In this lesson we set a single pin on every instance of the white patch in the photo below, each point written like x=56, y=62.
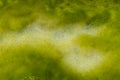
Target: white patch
x=73, y=57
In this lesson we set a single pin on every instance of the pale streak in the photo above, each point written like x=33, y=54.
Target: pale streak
x=63, y=39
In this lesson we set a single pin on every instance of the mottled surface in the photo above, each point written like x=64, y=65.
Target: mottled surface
x=59, y=40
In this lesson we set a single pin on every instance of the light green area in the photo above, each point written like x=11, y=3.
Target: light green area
x=44, y=61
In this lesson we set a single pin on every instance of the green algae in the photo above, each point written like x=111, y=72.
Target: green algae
x=43, y=62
----
## EXERCISE DETAILS
Rewrite all of the rows above with "pin" changed to "marker" and nothing else altered. Leave the pictures out of your version.

## ANSWER
In this lesson we set a single marker on every instance of the white patch in the photo below, each point written like x=56, y=62.
Target: white patch
x=73, y=57
In this lesson we set a single marker on every instance of the pale streak in the photo above, each point written like x=33, y=54.
Target: pale streak
x=63, y=39
In this lesson we set a single marker on every instance of the mottled surface in the photo above, each point written like x=64, y=65.
Target: mottled surface
x=59, y=40
In this lesson we set a single marker on every instance of the light green area in the photo above, each point written like x=11, y=3.
Target: light green area
x=44, y=61
In this lesson we set a single marker on every instance of the green algae in the photo above, each point written like x=111, y=72.
Target: green algae
x=43, y=62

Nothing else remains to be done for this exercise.